## [PROBLEM TO WORK ON]
Please put the lines of the listing below into a numbered list, starting at the line that contains "the paved sidewalk." and ending at the line that contains "[124,171,135,205]", with both of those lines included and any blank lines left out.

(Bounding-box listing)
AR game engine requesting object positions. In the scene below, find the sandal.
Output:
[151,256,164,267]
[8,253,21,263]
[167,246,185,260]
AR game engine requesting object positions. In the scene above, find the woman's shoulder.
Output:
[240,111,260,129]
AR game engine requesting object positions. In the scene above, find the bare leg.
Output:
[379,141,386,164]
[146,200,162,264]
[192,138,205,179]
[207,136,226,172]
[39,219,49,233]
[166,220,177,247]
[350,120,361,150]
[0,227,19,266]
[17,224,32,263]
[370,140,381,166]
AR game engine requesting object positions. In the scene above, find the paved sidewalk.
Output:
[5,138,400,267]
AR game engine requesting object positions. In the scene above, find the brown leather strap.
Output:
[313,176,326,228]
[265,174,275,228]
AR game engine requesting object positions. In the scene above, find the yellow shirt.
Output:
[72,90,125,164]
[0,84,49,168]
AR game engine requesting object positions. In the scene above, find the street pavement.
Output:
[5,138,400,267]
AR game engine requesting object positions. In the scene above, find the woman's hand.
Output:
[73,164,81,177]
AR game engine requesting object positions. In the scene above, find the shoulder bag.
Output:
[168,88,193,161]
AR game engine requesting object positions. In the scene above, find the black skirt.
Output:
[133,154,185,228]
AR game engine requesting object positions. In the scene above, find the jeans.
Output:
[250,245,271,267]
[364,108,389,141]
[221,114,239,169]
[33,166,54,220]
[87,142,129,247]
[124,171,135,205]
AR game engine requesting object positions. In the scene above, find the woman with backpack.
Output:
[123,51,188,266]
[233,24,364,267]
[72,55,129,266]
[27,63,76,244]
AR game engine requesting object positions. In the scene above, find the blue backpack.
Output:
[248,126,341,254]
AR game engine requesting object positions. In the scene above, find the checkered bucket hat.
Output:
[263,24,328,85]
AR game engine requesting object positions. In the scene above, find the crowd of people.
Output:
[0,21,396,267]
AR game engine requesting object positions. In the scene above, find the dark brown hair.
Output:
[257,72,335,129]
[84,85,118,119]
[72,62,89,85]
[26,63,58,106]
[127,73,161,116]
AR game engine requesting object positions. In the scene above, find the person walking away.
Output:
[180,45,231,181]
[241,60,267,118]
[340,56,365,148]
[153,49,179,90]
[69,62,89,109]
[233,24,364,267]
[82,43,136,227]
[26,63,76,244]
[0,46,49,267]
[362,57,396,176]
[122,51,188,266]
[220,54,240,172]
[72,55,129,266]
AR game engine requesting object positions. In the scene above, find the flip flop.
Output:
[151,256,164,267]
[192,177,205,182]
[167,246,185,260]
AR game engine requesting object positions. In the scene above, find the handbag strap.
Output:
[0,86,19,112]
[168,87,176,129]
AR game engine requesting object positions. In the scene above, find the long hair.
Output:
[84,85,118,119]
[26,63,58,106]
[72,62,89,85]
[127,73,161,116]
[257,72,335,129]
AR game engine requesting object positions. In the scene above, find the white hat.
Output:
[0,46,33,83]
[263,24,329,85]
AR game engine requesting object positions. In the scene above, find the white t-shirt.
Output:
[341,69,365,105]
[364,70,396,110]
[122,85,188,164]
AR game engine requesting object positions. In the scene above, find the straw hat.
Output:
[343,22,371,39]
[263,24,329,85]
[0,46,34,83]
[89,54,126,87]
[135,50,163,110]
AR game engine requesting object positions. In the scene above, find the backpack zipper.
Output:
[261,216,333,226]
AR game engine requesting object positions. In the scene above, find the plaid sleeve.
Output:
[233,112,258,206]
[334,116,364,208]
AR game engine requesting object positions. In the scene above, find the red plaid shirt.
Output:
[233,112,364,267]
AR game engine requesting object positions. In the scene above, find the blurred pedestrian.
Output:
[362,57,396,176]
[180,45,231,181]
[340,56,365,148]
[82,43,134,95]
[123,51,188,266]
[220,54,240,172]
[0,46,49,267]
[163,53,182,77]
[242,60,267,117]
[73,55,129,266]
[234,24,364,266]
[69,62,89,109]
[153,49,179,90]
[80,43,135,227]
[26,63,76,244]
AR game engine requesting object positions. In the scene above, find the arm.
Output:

## [WRITTEN SOLUTION]
1. AR game engine requesting object positions. In the scene above, find the paved sidewalk.
2. Output:
3. [5,138,400,267]
4. AR game engine requesting object positions. In the scene above, find the brown leather strap.
5. Output:
6. [313,176,326,228]
7. [265,174,275,228]
8. AR game engine requesting object positions. In the scene above, find the yellow shirt.
9. Output:
10. [72,90,125,164]
11. [0,84,49,168]
12. AR game engine requesting object positions. In the scene above, find the street pavement.
13. Output:
14. [5,138,400,267]
15. AR game engine requesting object positions. In the scene above, find the woman's hand.
16. Output:
17. [73,164,81,177]
18. AR game engine requesting object positions. In the scene above, find the shoulder bag.
19. Output:
20. [168,88,193,161]
21. AR game engine requesting object positions. In the scene above, find the black skirt.
22. Output:
23. [133,154,185,228]
24. AR game engine requesting object positions. In the scene above, find the jeans.
25. Output:
26. [250,245,271,267]
27. [364,108,389,141]
28. [221,114,239,169]
29. [33,166,54,220]
30. [87,142,129,247]
31. [124,171,135,205]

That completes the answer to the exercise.